# CHALLENGE
Reproduce the listing below with each occurrence of "even-odd rule" replaced by "nonzero winding rule" and everything else left unchanged. Omit the pictures from your output.

— START OF MATERIAL SUPPLIED —

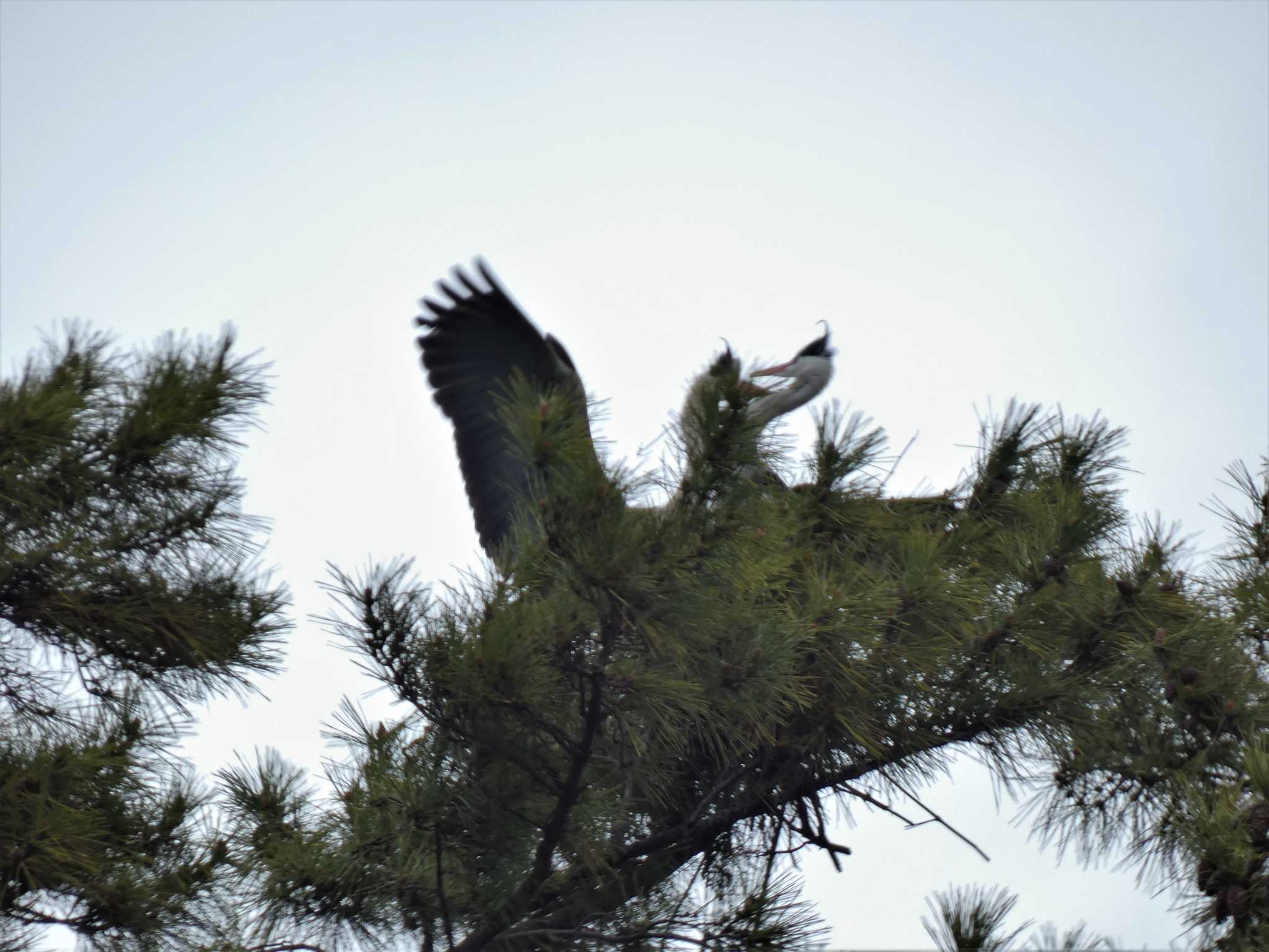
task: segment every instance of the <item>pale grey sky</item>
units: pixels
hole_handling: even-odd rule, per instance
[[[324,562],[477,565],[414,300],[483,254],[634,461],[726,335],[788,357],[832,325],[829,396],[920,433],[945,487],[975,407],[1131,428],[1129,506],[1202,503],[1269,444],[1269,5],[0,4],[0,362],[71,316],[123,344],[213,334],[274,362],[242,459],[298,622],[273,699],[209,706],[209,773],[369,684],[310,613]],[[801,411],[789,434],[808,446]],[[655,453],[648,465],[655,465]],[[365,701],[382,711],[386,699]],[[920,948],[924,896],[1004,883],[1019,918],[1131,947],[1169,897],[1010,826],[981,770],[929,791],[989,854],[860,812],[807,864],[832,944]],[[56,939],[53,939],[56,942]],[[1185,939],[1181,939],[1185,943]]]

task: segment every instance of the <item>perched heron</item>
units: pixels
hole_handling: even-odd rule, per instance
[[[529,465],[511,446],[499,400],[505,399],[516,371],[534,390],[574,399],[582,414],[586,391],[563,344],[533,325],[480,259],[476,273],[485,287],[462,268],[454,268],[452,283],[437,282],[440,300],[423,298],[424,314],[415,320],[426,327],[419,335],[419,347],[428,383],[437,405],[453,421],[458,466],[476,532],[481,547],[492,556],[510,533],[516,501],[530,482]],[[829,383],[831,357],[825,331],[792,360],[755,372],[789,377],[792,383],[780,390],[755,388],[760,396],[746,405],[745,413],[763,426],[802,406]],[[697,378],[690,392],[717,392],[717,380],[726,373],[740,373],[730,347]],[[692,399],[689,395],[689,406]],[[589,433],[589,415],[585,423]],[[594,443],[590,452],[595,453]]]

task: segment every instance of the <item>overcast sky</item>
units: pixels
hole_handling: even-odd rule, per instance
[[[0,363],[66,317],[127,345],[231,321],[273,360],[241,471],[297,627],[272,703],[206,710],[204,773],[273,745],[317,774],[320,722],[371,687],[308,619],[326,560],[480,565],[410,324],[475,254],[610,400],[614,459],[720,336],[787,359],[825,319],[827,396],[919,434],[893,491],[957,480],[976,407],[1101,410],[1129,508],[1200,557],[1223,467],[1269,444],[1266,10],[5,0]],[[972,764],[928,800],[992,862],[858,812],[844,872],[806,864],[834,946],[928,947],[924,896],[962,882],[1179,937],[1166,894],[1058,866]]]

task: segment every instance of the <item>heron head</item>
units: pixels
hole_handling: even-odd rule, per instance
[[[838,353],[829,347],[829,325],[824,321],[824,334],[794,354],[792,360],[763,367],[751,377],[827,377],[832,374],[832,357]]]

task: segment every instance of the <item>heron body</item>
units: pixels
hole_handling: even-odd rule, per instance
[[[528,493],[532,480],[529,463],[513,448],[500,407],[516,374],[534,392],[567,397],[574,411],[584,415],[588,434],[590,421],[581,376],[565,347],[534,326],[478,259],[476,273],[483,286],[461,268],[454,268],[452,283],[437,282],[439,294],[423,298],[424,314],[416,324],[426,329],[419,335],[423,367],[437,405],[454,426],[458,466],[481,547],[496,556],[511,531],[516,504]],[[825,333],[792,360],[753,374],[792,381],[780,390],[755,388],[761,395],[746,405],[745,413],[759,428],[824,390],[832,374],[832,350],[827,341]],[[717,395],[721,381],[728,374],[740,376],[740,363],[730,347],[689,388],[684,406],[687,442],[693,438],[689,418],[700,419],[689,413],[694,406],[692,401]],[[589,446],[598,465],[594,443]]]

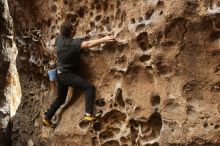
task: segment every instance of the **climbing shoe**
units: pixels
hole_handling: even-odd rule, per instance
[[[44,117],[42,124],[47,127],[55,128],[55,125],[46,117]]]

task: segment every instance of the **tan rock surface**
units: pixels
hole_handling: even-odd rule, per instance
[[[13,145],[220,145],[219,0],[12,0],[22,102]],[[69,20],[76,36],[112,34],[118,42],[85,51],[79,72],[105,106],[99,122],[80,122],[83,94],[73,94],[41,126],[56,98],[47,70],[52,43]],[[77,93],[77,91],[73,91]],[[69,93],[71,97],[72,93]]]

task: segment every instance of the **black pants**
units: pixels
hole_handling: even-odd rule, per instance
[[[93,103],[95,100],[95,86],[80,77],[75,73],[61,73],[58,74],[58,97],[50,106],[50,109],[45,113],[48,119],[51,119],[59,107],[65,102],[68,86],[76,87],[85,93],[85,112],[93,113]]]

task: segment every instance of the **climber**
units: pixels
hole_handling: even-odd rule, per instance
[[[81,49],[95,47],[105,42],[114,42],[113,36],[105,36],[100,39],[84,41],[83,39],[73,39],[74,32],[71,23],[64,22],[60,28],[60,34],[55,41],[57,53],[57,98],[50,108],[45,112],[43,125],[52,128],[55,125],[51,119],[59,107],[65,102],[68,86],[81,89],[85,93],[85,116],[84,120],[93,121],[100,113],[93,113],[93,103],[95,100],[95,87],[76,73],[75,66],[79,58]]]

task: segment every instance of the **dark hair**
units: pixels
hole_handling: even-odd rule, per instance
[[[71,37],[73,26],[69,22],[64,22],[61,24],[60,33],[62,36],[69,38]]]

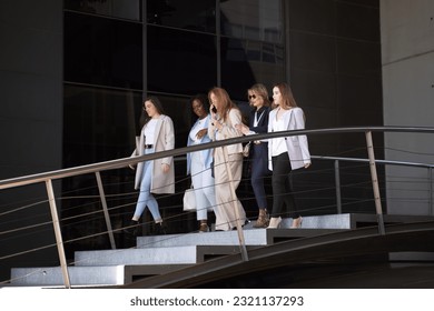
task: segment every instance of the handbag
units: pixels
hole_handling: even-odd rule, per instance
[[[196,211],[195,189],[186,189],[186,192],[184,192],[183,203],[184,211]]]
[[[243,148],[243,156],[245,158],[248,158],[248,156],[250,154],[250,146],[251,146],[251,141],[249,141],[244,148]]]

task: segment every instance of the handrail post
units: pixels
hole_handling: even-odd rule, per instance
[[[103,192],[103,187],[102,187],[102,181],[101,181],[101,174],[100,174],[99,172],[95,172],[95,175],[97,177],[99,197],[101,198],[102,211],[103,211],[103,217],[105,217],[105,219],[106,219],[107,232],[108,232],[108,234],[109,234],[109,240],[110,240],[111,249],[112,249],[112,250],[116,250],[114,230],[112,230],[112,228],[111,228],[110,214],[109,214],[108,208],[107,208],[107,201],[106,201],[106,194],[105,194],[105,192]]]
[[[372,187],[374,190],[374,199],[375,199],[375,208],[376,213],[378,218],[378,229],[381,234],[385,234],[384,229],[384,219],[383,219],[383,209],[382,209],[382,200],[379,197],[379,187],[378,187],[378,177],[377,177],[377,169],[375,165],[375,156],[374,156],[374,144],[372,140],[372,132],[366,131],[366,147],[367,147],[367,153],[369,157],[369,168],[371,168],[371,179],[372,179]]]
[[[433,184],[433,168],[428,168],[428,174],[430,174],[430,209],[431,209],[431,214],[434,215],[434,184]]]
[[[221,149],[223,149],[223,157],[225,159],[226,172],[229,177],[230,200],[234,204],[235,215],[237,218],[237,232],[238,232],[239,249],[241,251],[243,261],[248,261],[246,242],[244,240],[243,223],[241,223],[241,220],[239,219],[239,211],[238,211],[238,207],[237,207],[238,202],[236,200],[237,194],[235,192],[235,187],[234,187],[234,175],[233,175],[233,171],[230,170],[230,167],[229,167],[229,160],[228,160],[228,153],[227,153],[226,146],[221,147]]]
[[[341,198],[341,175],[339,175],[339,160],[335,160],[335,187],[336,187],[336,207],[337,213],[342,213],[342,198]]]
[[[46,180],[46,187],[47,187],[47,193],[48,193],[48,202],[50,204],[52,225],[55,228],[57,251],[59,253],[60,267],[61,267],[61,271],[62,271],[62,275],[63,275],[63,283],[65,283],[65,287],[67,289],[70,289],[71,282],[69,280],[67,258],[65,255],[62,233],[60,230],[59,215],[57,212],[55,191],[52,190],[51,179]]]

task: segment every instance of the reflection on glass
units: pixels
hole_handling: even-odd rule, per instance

— END OF MATERIAL SUPPLIED —

# TASK ANSWER
task: segment every instance of the <item>pale grey sky</item>
units: pixels
hole_handling: nonzero winding rule, per instance
[[[324,562],[477,565],[414,300],[483,254],[634,461],[726,335],[788,357],[832,325],[829,396],[920,433],[945,487],[975,407],[1131,428],[1129,506],[1202,503],[1269,444],[1269,5],[0,4],[0,362],[71,316],[123,344],[213,334],[274,362],[242,459],[298,622],[273,699],[209,706],[209,773],[369,684],[310,613]],[[801,411],[789,434],[808,446]],[[655,453],[648,465],[655,465]],[[365,701],[382,711],[386,699]],[[920,948],[924,896],[1004,883],[1019,918],[1131,947],[1169,897],[1010,826],[981,770],[929,791],[989,854],[860,812],[807,864],[832,944]],[[56,939],[53,939],[56,942]],[[1185,939],[1181,939],[1185,943]]]

task: segment every instance of the <item>perched heron</item>
units: pixels
hole_handling: nonzero winding rule, per instance
[[[529,465],[511,446],[499,400],[505,399],[516,371],[534,390],[574,399],[582,414],[586,391],[563,344],[533,325],[480,259],[476,273],[485,287],[462,268],[454,268],[452,283],[437,282],[440,300],[423,298],[424,314],[415,320],[426,327],[419,335],[419,347],[428,383],[437,405],[453,421],[458,466],[476,532],[481,547],[492,556],[510,533],[516,501],[530,482]],[[829,383],[831,357],[825,331],[792,360],[755,372],[789,377],[792,383],[780,390],[755,388],[760,396],[746,405],[745,413],[763,426],[802,406]],[[697,378],[690,392],[717,392],[717,380],[726,373],[740,373],[730,347]],[[692,399],[689,395],[689,406]],[[589,433],[589,415],[585,423]],[[594,443],[590,452],[595,453]]]

task: segment every instance of the <item>overcast sky</item>
units: pixels
hole_handling: nonzero winding rule, per instance
[[[0,363],[66,317],[127,345],[231,321],[273,360],[241,471],[297,627],[272,703],[206,710],[204,773],[273,745],[317,774],[320,722],[371,687],[308,619],[326,560],[480,565],[410,324],[475,254],[610,400],[614,459],[720,336],[787,359],[825,319],[827,396],[919,434],[893,491],[957,480],[976,407],[1101,410],[1129,508],[1200,557],[1223,467],[1269,444],[1266,10],[5,0]],[[972,764],[928,800],[992,862],[858,812],[844,872],[806,864],[834,946],[928,947],[924,896],[962,882],[1179,937],[1166,894],[1058,866]]]

task: segment every instance of the <item>heron head</item>
units: pixels
hole_handling: nonzero winding rule, per instance
[[[838,353],[829,347],[829,325],[824,321],[824,334],[794,354],[792,360],[763,367],[751,377],[827,377],[832,374],[832,357]]]

task: segment every instance of the <item>heron body</item>
units: pixels
hole_handling: nonzero winding rule, per instance
[[[528,493],[532,480],[529,463],[513,448],[500,407],[516,374],[534,392],[567,397],[574,411],[584,415],[588,434],[590,421],[581,376],[565,347],[534,326],[478,259],[476,273],[483,286],[461,268],[454,268],[452,283],[437,282],[439,294],[423,298],[424,314],[416,324],[426,329],[419,335],[423,367],[437,405],[454,426],[458,466],[481,547],[496,556],[511,531],[516,504]],[[825,333],[792,360],[753,374],[792,381],[780,390],[755,388],[761,395],[746,405],[745,413],[759,428],[824,390],[832,374],[832,350],[827,341]],[[717,395],[721,381],[728,374],[740,376],[740,363],[730,347],[689,388],[684,406],[687,442],[693,438],[689,418],[700,419],[689,413],[694,406],[692,401]],[[589,446],[598,465],[594,443]]]

task: segment every instance of the **climbing shoe**
units: pixels
hole_handling: nonzero winding rule, per instance
[[[44,117],[42,124],[47,127],[55,128],[55,125],[46,117]]]

task: segment every instance of the **tan rock surface**
units: pixels
hole_handling: nonzero winding rule, per instance
[[[13,145],[220,145],[219,0],[12,0],[22,102]],[[69,20],[76,36],[112,34],[118,42],[85,51],[79,72],[105,106],[99,122],[80,122],[83,94],[73,94],[41,126],[56,98],[47,70],[52,43]],[[77,93],[77,91],[73,91]],[[69,93],[71,97],[72,93]]]

task: segment every instance of the **black pants**
units: pixels
hole_handling: nonzero winding rule, per instance
[[[93,103],[95,100],[95,86],[80,77],[75,73],[61,73],[58,74],[58,97],[50,106],[50,109],[45,113],[48,119],[51,119],[59,107],[65,102],[68,86],[76,87],[85,93],[85,112],[93,113]]]

task: segment every instance of the **climber**
units: pixels
hole_handling: nonzero winding rule, per instance
[[[81,49],[95,47],[105,42],[114,42],[113,36],[105,36],[100,39],[84,41],[83,39],[73,39],[74,32],[71,23],[64,22],[60,28],[60,34],[55,41],[57,53],[57,98],[50,108],[45,112],[43,125],[52,128],[55,125],[51,119],[59,107],[65,102],[68,86],[81,89],[85,93],[85,116],[84,120],[93,121],[100,113],[93,113],[93,103],[95,100],[95,87],[76,73],[75,66],[79,58]]]

task: segment every instance of the **dark hair**
units: pixels
hole_handling: nonzero winding rule, per instance
[[[71,37],[73,26],[69,22],[64,22],[61,24],[60,33],[62,36],[69,38]]]

task: segment every instance of the handbag
units: pixels
hole_handling: nonzero winding rule, per instance
[[[196,211],[195,189],[186,189],[186,192],[184,192],[183,203],[184,211]]]
[[[243,148],[243,156],[245,158],[248,158],[248,156],[250,154],[250,146],[251,146],[251,141],[249,141],[244,148]]]

task: segment every instance of the handrail post
units: pixels
hole_handling: nonzero winding rule, per instance
[[[103,192],[103,187],[102,187],[102,181],[101,181],[101,174],[100,174],[99,172],[95,172],[95,175],[97,177],[99,197],[101,198],[102,211],[103,211],[103,217],[105,217],[105,219],[106,219],[107,232],[108,232],[108,234],[109,234],[109,240],[110,240],[111,249],[112,249],[112,250],[116,250],[114,230],[112,230],[112,228],[111,228],[110,214],[109,214],[108,208],[107,208],[107,201],[106,201],[106,194],[105,194],[105,192]]]
[[[372,187],[374,190],[374,199],[375,199],[375,208],[376,213],[378,218],[378,229],[381,234],[385,234],[384,229],[384,219],[383,219],[383,209],[382,209],[382,200],[379,197],[379,187],[378,187],[378,177],[377,177],[377,169],[375,165],[375,156],[374,156],[374,144],[372,140],[372,132],[366,131],[366,147],[367,147],[367,153],[369,157],[369,168],[371,168],[371,179],[372,179]]]
[[[433,184],[433,168],[428,168],[428,174],[430,174],[430,209],[431,209],[431,214],[434,215],[434,184]]]
[[[221,149],[223,149],[223,157],[225,159],[226,172],[229,177],[230,200],[234,204],[235,215],[237,218],[237,232],[238,232],[239,249],[241,251],[243,261],[248,261],[246,242],[244,240],[243,223],[241,223],[241,220],[239,219],[239,211],[238,211],[238,207],[237,207],[238,202],[236,200],[237,194],[235,192],[235,187],[234,187],[234,175],[233,175],[233,171],[230,170],[230,167],[229,167],[229,160],[228,160],[228,153],[227,153],[226,146],[221,147]]]
[[[341,198],[341,175],[339,175],[339,160],[335,160],[335,187],[336,187],[336,207],[337,213],[342,213],[342,198]]]
[[[46,180],[46,187],[47,187],[47,193],[48,193],[48,202],[50,204],[52,225],[55,228],[57,251],[59,253],[60,267],[61,267],[61,271],[62,271],[62,275],[63,275],[63,283],[65,283],[65,287],[67,289],[70,289],[71,282],[69,280],[67,258],[65,255],[62,233],[60,230],[59,215],[57,212],[55,191],[52,190],[51,179]]]

task: segment every instance of the reflection on glass
units: pixels
hole_handling: nonzero winding rule, per instance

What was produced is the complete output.